| EXTRACT PROVIDED |
"""

Permanency Planning and SPLC

Permanency Planning and Subsidized Permanent Legal Custodianship (SPLC) Eligibility Criteria

Permanency Planning

Permanency planning is designed to help children live in families and offer continuity of relationships with nurturing parents or caretakers, as well as provide the opportunity to establish lifetime relationships. The goal of permanency planning is to implement a plan ensuring that the child will be placed in a permanent family home in a timely manner.  The child’s developmental needs should guide both the content of the plan and the timeframe in which it is implemented.

Principles of permanency planning:

  • Children deserve consistent, healthy and permanent attachments. All efforts should be made to minimize the number of times a child must move to avoid disrupting healthy attachments and to minimize the amount of time a child spends without permanency.
  • Incorporate multi-disciplinary concepts into case planning. Law, psychology and social work professionals should have significant input. All professionals should work toward a specific timeframe for permanency.
  • Sibling bonds should be strongly nurtured. Whenever possible, siblings should be placed together.

"""

| SET EXERCISE 1 |
Return every line of the rows below that contains the word "hole". Treat case as significant.

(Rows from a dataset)
"""

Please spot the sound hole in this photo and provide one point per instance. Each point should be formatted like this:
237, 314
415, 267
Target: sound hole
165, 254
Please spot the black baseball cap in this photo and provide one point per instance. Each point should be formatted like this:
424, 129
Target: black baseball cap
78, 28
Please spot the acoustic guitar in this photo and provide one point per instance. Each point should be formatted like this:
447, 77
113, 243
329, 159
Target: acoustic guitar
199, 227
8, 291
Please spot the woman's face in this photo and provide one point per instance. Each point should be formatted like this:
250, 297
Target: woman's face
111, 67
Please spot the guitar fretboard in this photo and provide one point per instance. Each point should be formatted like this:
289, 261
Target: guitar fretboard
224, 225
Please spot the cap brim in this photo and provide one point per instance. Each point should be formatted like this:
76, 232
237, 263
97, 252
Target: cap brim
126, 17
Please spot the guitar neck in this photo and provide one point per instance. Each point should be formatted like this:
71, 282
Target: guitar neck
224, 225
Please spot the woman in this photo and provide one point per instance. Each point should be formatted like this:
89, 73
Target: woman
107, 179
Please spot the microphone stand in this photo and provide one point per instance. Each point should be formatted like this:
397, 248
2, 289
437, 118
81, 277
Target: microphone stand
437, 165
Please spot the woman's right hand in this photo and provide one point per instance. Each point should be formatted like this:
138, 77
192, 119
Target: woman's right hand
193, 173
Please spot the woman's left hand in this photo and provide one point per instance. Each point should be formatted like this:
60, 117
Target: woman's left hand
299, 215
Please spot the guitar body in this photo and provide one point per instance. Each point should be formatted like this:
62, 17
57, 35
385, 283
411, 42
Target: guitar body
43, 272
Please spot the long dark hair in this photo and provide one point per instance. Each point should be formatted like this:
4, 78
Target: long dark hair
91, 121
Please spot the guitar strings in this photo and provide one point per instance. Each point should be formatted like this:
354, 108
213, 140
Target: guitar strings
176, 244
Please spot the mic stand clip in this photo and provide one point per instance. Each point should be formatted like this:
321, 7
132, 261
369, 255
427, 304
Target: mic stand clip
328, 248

"""

| SET EXERCISE 2 |
According to the passage on permanency planning, why should efforts be made to minimize the number of times a child must move?

| EXERCISE RESULT 1 |
Please spot the sound hole in this photo and provide one point per instance. Each point should be formatted like this:
Target: sound hole

| EXERCISE RESULT 2 |
Efforts should be made to minimize a child's moves so that healthy attachments are not disrupted. The passage states that children deserve consistent, healthy and permanent attachments.